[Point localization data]
▼

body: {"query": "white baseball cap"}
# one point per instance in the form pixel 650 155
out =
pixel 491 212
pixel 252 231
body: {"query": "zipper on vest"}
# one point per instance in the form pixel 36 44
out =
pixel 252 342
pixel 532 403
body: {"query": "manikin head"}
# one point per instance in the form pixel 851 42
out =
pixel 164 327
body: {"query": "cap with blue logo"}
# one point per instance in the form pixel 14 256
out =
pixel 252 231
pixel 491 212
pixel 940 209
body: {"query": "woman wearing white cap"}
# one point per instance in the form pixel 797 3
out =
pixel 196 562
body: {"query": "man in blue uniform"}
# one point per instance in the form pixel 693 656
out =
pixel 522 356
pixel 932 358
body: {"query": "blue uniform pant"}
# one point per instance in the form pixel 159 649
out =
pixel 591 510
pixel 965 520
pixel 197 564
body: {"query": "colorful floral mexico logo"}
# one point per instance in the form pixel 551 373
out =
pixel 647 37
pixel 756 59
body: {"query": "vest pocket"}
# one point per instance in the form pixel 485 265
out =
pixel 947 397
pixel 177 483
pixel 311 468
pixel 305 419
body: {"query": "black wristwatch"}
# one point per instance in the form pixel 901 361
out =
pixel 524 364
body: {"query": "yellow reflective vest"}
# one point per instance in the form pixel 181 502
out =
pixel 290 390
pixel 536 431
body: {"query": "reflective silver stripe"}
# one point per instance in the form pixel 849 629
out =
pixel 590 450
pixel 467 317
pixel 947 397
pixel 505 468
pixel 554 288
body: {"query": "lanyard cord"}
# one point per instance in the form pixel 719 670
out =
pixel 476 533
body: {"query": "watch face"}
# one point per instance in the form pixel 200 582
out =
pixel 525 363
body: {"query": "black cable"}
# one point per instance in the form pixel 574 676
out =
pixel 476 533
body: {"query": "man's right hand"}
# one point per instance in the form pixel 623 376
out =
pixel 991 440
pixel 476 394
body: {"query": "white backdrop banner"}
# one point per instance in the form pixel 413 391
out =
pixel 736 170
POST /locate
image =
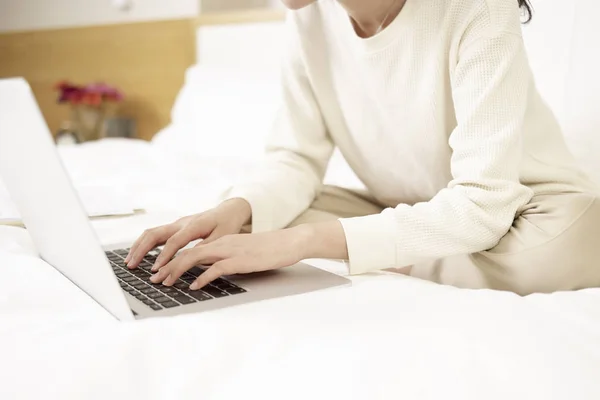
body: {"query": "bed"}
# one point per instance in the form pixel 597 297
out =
pixel 387 336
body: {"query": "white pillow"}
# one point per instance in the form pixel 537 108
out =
pixel 222 111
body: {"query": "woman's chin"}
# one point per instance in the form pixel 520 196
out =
pixel 297 4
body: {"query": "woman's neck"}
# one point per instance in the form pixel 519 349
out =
pixel 370 16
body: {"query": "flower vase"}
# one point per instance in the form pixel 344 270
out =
pixel 88 121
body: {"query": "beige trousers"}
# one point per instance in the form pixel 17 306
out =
pixel 553 244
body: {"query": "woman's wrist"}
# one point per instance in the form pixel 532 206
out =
pixel 237 208
pixel 320 240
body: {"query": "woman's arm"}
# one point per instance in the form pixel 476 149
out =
pixel 297 152
pixel 491 85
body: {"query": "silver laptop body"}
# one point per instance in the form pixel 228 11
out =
pixel 55 218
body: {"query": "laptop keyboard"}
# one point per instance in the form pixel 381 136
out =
pixel 158 297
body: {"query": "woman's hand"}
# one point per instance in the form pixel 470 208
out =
pixel 226 219
pixel 238 254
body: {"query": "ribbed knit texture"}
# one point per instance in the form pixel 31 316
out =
pixel 438 115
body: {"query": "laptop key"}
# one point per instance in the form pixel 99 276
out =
pixel 184 299
pixel 161 299
pixel 214 292
pixel 235 290
pixel 199 295
pixel 168 290
pixel 196 271
pixel 169 304
pixel 138 284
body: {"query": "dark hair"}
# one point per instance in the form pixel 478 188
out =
pixel 527 8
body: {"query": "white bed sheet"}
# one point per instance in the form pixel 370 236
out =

▲

Please copy out each line above exactly as written, but not the pictures.

body: {"query": "white baseball cap"}
# one point per instance in the form pixel 650 155
out =
pixel 491 212
pixel 252 231
body: {"query": "zipper on vest"}
# one point per instance in the form pixel 36 44
out =
pixel 252 342
pixel 532 403
body: {"query": "manikin head"}
# one point per instance in the form pixel 851 42
out =
pixel 164 327
body: {"query": "cap with blue logo"}
# one point per instance in the form pixel 14 256
out =
pixel 252 231
pixel 491 212
pixel 940 209
body: {"query": "woman wearing white cap"}
# one point per instance in the form pixel 797 3
out =
pixel 196 562
body: {"query": "man in blue uniform"}
# one point per instance in the form pixel 693 656
out =
pixel 522 356
pixel 932 358
body: {"query": "blue uniform pant"}
# one point per instance in the form pixel 159 649
out =
pixel 591 510
pixel 965 520
pixel 197 564
body: {"query": "colorful floral mexico logo"}
# one point per instance in the form pixel 551 373
out =
pixel 647 37
pixel 756 59
body: {"query": "vest pocket"}
# one point per instance in the form pixel 485 265
out =
pixel 947 397
pixel 177 483
pixel 311 468
pixel 305 419
body: {"query": "black wristwatch"}
# one point per instance in the form pixel 901 361
out =
pixel 524 364
body: {"query": "yellow reflective vest"}
# one point per instance in the form pixel 181 502
out =
pixel 290 390
pixel 536 431
body: {"query": "reflective silver stripe"}
# one point per instance in the form pixel 849 629
out =
pixel 590 450
pixel 467 317
pixel 947 397
pixel 505 468
pixel 554 288
body: {"query": "lanyard cord"}
# one point per instance in the form pixel 719 670
out =
pixel 476 533
body: {"query": "watch face"}
# one point per instance in the form pixel 200 582
out =
pixel 525 363
body: {"query": "black cable"}
# one point per instance in the form pixel 574 676
out =
pixel 476 533
body: {"query": "man's right hand"}
# one point per instance in the form pixel 623 376
out =
pixel 991 440
pixel 476 394
body: {"query": "white backdrop banner"}
# one point per instance in the form pixel 413 391
out =
pixel 736 170
POST /locate
image =
body: {"query": "bed"}
# one point per instance in the form pixel 597 297
out =
pixel 387 336
body: {"query": "white pillow"}
# one point per instance in the form pixel 537 108
out =
pixel 222 111
body: {"query": "woman's chin"}
# one point per instance in the form pixel 520 196
out =
pixel 297 4
body: {"query": "woman's neck"}
# one point per instance in the form pixel 519 349
out =
pixel 370 16
body: {"query": "flower vase"}
# one point per instance in the form pixel 344 270
out =
pixel 88 121
body: {"query": "beige trousers"}
# one point per instance in the form pixel 17 306
out =
pixel 553 244
body: {"query": "woman's wrist"}
# one point per instance in the form pixel 532 206
out =
pixel 237 208
pixel 320 240
body: {"query": "woman's arm"}
# one point per instance in the form pixel 476 149
out =
pixel 297 152
pixel 491 85
body: {"query": "silver laptop body"}
# one point per instance in the form pixel 228 11
out =
pixel 55 218
body: {"query": "laptop keyboard"}
# one point per instance in the form pixel 381 136
out =
pixel 158 297
body: {"query": "woman's hand"}
# one point per instance in the form pixel 470 208
out =
pixel 226 219
pixel 238 254
body: {"query": "ribbed knit texture"}
# one point per instance in the form pixel 31 316
out =
pixel 438 115
body: {"query": "laptop key"}
# one point per instance in the form pixel 99 276
out =
pixel 184 299
pixel 161 299
pixel 214 292
pixel 235 290
pixel 199 295
pixel 168 290
pixel 196 271
pixel 169 304
pixel 138 284
body: {"query": "dark hair"}
# one point per instance in the form pixel 478 188
out =
pixel 527 8
body: {"query": "white bed sheet"}
# one point per instance in the form pixel 370 236
out =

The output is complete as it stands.